● **EXERCISE DIRECTIONS**
Copy out every one of the records below word for word, keeping each line unchanged.

.....

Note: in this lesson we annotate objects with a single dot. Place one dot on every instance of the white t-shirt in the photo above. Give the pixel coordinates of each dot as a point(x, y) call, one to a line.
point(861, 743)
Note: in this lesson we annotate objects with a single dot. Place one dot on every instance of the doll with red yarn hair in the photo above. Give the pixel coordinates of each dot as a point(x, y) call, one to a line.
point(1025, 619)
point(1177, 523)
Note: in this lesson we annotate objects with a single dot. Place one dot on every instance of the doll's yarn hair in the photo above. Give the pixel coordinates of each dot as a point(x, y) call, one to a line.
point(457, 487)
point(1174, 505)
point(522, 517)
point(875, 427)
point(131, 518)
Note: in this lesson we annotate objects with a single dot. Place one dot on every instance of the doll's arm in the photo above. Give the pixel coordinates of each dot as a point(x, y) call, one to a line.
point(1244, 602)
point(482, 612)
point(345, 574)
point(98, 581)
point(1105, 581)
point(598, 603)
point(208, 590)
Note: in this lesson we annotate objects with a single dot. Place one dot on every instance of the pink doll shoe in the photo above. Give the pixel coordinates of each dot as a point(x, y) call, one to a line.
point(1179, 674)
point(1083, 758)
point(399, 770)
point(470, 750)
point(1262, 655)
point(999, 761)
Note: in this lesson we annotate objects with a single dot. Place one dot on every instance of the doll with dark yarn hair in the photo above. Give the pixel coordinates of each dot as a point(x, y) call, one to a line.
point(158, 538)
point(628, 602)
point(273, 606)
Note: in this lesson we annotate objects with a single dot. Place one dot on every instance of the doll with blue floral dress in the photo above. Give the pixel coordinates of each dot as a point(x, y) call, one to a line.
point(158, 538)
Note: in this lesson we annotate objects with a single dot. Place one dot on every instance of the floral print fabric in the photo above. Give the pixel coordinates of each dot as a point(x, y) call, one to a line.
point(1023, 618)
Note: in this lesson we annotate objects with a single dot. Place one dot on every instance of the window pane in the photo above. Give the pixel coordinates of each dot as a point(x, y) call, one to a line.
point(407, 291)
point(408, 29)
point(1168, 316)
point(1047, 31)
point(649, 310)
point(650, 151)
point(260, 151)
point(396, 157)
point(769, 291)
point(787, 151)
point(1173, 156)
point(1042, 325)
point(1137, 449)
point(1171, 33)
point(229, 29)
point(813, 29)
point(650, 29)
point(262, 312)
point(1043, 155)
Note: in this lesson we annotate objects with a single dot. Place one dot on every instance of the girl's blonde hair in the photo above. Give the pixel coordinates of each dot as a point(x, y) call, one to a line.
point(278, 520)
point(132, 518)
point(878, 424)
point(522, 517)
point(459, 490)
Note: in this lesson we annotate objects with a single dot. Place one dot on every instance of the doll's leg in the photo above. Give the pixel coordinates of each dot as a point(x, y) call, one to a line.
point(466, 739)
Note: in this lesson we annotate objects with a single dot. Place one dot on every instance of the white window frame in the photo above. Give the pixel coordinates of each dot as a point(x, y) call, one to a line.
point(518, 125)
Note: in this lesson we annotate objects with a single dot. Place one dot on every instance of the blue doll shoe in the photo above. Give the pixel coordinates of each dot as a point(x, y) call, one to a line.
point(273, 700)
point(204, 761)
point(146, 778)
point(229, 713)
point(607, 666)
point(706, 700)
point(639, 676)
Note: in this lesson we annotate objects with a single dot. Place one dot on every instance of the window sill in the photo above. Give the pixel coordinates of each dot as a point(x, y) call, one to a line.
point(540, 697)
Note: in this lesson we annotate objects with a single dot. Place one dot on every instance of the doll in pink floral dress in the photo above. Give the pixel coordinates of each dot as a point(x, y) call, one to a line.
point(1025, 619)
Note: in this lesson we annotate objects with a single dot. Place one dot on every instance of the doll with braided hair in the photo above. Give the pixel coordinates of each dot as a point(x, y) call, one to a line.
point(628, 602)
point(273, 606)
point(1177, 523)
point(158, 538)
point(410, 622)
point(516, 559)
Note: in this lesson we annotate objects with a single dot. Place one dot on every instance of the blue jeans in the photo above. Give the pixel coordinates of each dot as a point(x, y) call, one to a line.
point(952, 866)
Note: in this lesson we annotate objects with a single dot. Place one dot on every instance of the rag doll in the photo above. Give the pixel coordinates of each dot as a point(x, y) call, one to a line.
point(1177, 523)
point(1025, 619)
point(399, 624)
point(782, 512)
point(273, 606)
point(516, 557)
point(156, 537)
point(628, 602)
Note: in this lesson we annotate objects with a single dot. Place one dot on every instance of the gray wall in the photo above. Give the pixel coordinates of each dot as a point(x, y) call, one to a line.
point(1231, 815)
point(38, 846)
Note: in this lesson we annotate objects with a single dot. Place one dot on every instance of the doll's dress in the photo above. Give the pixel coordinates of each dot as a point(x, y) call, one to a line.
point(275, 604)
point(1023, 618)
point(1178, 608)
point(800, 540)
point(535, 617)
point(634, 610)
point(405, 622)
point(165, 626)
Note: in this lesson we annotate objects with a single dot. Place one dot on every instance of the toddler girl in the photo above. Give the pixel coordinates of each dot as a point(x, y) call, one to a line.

.....

● **COMPLETED EXERCISE**
Note: in this lesson we annotate objects with a single dot. Place one dot on every instance of the white t-shirt in the photo above. Give the pixel coordinates of each dot as a point(x, y) call, one to a line.
point(861, 743)
Note: in this lesson we annotate objects with a single dot. Place one dot on every instance of the doll with red yarn hair in the photo above. Give the pixel coordinates of each dot as a point(x, y) call, one to a line.
point(1025, 619)
point(1177, 523)
Note: in this lesson we annotate objects with a single dot. Place one dot on every instance of the doll's yarn hair in the photo above. Give the pixel coordinates of each dot as a point(x, y) call, one to a line.
point(457, 487)
point(1174, 505)
point(522, 517)
point(875, 427)
point(131, 518)
Note: in this lesson we annotate objects with a single dot. Place one dot on every instance of the doll's arm in the photo above. Give the pixel coordinates of each dot as a point(x, y) call, one to a line.
point(1244, 602)
point(482, 612)
point(345, 574)
point(98, 581)
point(1105, 581)
point(598, 603)
point(208, 590)
Note: in this lesson we annotate objects with a single dot. Place one dot on every instance of the pink doll shoe in the photo above. Give the pixel coordinates of each dot as a point(x, y) call, one to a line.
point(1179, 674)
point(1083, 758)
point(399, 770)
point(470, 750)
point(1262, 655)
point(999, 761)
Note: in this lesson we annotate objects with a single dot. Place one dot on every instance of the doll with dark yarn hair in the photo above. Give the pixel coordinates of each dot as a point(x, y) call, one to a line.
point(158, 538)
point(628, 602)
point(273, 606)
Note: in this lesson we annotate objects with a single dot. Place one dot on every instance of the doll with blue floral dress in the photo above. Give the pixel coordinates of each dot as a point(x, y) call, one to a line.
point(158, 538)
Note: in this lesson we annotate objects with a single dot. Place one dot on every instance of the floral print fabric in the photo above. Give the pixel coordinates of each dot as a point(x, y) call, one to a line.
point(1023, 618)
Note: in this lesson we annotate objects with a single dot. Place one dot on every instance of the window pane in the photo above. Give the pixel coordinates of each dot as a point(x, y) call, one to a line.
point(407, 291)
point(408, 29)
point(1168, 316)
point(1047, 31)
point(649, 310)
point(650, 151)
point(260, 151)
point(396, 157)
point(769, 291)
point(787, 151)
point(1173, 156)
point(1042, 325)
point(1137, 449)
point(1171, 33)
point(229, 29)
point(813, 29)
point(650, 29)
point(262, 312)
point(1043, 155)
Note: in this lesson we annotate objects with a single dot. Place one dot on every instance of the girl's blonde hair in the photo above. Give the pixel coordinates of each dot as a point(x, y) call, one to a line.
point(278, 520)
point(132, 518)
point(878, 424)
point(522, 517)
point(459, 490)
Note: in this lesson we annotate objects with a single dot. Place one dot on every instance of the doll's leg in the photo above. Give the pixel coordinates of each dot as a point(x, y) call, one to a line.
point(466, 739)
Note: in this lesson we annotate objects with a single dot. Place one dot on every instance of the white window frame in the photo above. Give the pixel coordinates of each dot as a point(x, y) call, one to a line.
point(518, 125)
Note: in this lesson we annotate objects with a single dot. Place one dot on every instance of the blue doll shoe in the photo above. Give the pixel coordinates of each dot as a point(x, y) call, one to a line.
point(273, 700)
point(204, 761)
point(146, 778)
point(229, 713)
point(607, 666)
point(706, 700)
point(639, 676)
Note: in this lesson we annotate objects with a single dot. Place one dot on every instance of the window sill in the photo above. Give the pixel coordinates of each dot as a point(x, y) call, one to a line.
point(540, 697)
Note: in this lesson we annotate objects with a single dot. Place one dot on every instance of the doll in pink floral dress in the photo above. Give the pixel coordinates of each dot as a point(x, y) call, one to a line.
point(1025, 619)
Note: in this lesson we annotate objects with a single dot. Place one dot on every instance of the doll with braided hair in the photo above. Give the pixel coordinates of each dot as a point(x, y) call, one to a line.
point(628, 602)
point(273, 606)
point(1177, 523)
point(158, 538)
point(410, 622)
point(516, 559)
Note: in this lesson we annotate objects with a single dot. Place one dot on every instance of the blue jeans in the photo above. Give the pixel coordinates of each dot as a point(x, y) call, one to a line.
point(952, 866)
Note: in this lesson we annotate objects with a single dot. Place one dot on every instance of the rag doll in the photo above. Give the pixel coordinates of each dot as a point(x, y) call, one to a line.
point(1177, 523)
point(1025, 619)
point(399, 624)
point(782, 512)
point(273, 606)
point(516, 557)
point(156, 537)
point(628, 602)
Note: in this lesson we annotate objects with a single dot. Place one dot on every instance of the gray wall in the photo above. Give the pixel coordinates of each dot as a point(x, y) call, one to a line.
point(1231, 815)
point(38, 846)
Note: in this lesson we annotate objects with a single dot. Place one dot on every instance of the doll's dress in the photo above. Give the pixel coordinates of each dot as a point(x, y) call, one to a line.
point(275, 604)
point(1023, 618)
point(1178, 608)
point(800, 540)
point(535, 617)
point(634, 610)
point(405, 622)
point(165, 626)
Note: in this lesson we annotate objects with a single dot. Place one dot on every instance of the toddler girl in the photo above. Give the pixel coordinates of each dot as a point(x, y) call, one to a line.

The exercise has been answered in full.